■ Objective a
In the essay, what had the writer forgotten when it started to rain?

■ Article

>> BEGIN

That afternoon, I was running to a meeting when it started to rain. I had forgotten my umbrella so I quickly picked up my pace. A few minutes later, a homeless man approached me and started to ask for assistance. “Sorry,” I said as I rushed by him with the rain intensifying. While I didn’t have an umbrella…he didn’t have a home or food or clean clothes. I barely acknowledged him. I failed again.
I imagine that others can relate to these two encounters. We get so caught up in our heads, in our rush from one thing to the next, that we fail to see the opportunities in front of us…the opportunities to connect, to build community, and to show compassion to others.
Maybe we are cynical and let stereotypes trump solutions in our minds. Or maybe we don’t even think about it all because it doesn’t impact us in that moment. Whatever the case may be, imagine if we learned from these failures. If we paused long enough to consider how we could do better next time. If we intentionally looked for kindness and didn’t get distracted by rudeness…or if we sought out solutions versus letting obstacles overwhelm us.
This past weekend, I started looking for signs of compassion all around me.

>> END

■ Provided data
>> BEGIN

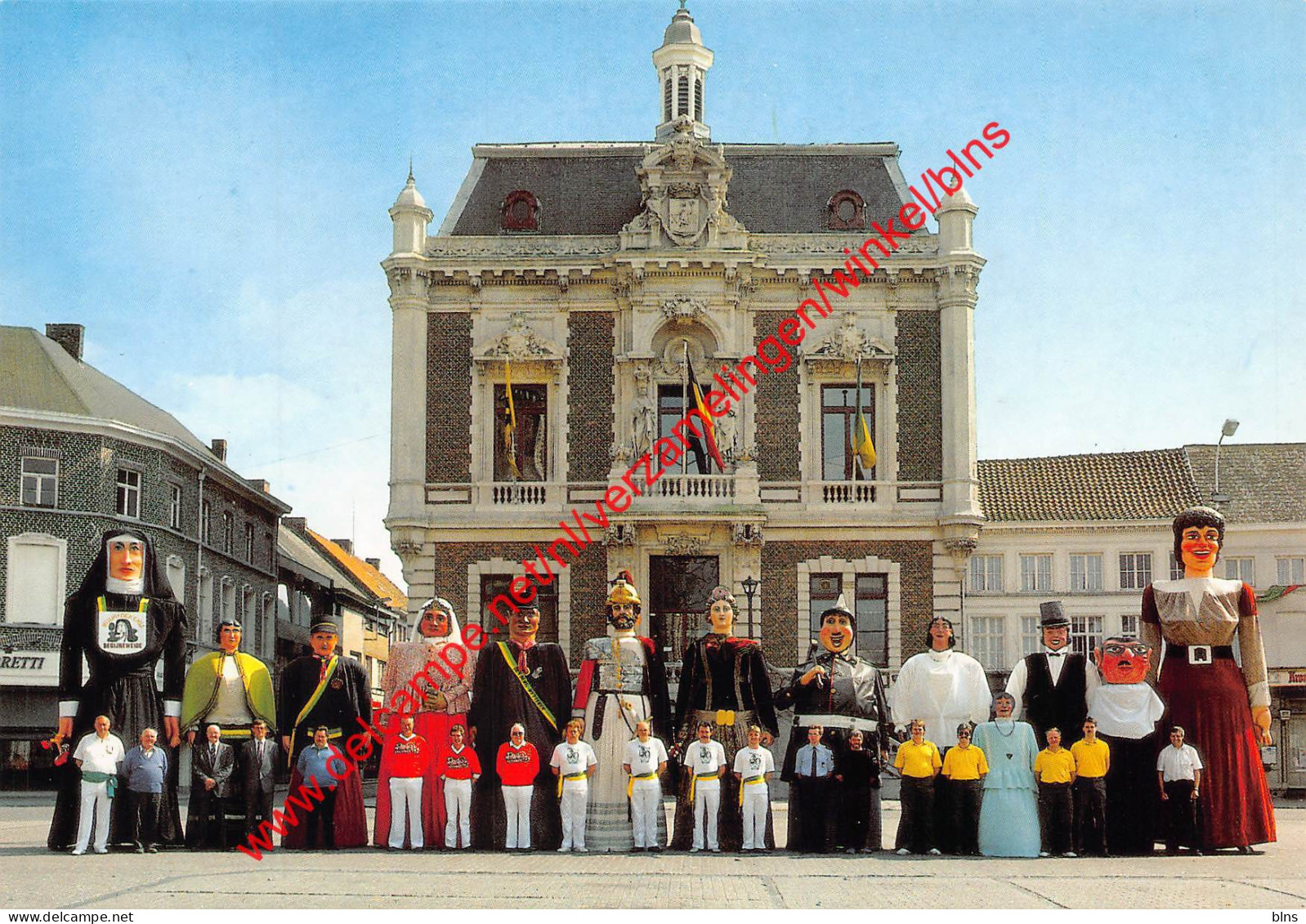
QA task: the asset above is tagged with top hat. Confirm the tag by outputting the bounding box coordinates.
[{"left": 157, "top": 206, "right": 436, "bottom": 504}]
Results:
[{"left": 1038, "top": 600, "right": 1070, "bottom": 629}]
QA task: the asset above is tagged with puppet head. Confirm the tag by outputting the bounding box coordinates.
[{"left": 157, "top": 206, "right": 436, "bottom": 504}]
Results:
[
  {"left": 1094, "top": 636, "right": 1152, "bottom": 684},
  {"left": 821, "top": 594, "right": 857, "bottom": 654},
  {"left": 607, "top": 570, "right": 642, "bottom": 632}
]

>> END

■ Objective b
Write out the whole listing again, keeping each "QA task" line and the sample coordinates after it unchanged, but add -138 to every bounding box coordinate under "Results:". Leave out the pictures.

■ Complete response a
An umbrella.

■ Complete response b
QA task: the asset above is tagged with top hat. Confirm the tag by outputting the bounding box coordinates.
[{"left": 157, "top": 206, "right": 436, "bottom": 504}]
Results:
[{"left": 900, "top": 462, "right": 932, "bottom": 491}]
QA task: the asset above is tagged with puppet head. Confirm the tag by outputting the bounding box coordinates.
[{"left": 157, "top": 206, "right": 436, "bottom": 504}]
Results:
[
  {"left": 956, "top": 498, "right": 1014, "bottom": 546},
  {"left": 683, "top": 456, "right": 719, "bottom": 516},
  {"left": 469, "top": 432, "right": 504, "bottom": 494}
]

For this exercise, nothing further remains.